[Available data]

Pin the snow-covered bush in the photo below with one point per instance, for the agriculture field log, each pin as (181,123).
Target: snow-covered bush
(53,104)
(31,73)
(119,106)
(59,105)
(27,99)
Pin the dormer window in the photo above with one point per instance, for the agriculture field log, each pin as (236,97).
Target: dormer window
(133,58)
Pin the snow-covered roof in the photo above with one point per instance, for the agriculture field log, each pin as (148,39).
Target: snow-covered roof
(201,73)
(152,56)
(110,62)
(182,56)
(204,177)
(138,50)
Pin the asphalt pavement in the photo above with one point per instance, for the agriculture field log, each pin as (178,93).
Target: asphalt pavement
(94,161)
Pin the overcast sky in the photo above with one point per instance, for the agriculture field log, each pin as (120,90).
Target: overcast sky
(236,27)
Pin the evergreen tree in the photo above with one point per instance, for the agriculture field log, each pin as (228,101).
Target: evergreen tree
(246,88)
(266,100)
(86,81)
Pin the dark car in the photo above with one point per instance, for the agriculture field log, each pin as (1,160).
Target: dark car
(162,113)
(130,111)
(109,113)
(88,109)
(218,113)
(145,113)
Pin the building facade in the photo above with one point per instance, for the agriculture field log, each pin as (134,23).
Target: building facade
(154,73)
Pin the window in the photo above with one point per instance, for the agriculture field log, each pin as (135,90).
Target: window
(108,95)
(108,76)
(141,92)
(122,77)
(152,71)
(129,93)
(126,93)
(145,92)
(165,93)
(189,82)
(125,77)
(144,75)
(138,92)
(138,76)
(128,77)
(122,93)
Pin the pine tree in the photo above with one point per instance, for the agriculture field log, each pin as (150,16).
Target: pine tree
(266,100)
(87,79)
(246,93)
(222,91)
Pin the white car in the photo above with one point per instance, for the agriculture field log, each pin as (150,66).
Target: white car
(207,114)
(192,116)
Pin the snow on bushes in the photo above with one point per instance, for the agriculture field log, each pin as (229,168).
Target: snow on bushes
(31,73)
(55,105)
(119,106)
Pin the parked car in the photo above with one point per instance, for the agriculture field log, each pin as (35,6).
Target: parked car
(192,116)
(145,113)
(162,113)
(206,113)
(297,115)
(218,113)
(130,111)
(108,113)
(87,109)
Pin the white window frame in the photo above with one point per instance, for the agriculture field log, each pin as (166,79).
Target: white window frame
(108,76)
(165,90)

[Exercise directions] Reproduce the entries from the line containing "Pin the white window" through the end of the entries, substituting "window trim" for every occurrence of "window frame" and leaving everything else unchanged.

[Result]
Pin the white window trim in the photo above with one point per instance, for the agriculture field log, each pin as (166,79).
Target: white window trim
(108,76)
(165,90)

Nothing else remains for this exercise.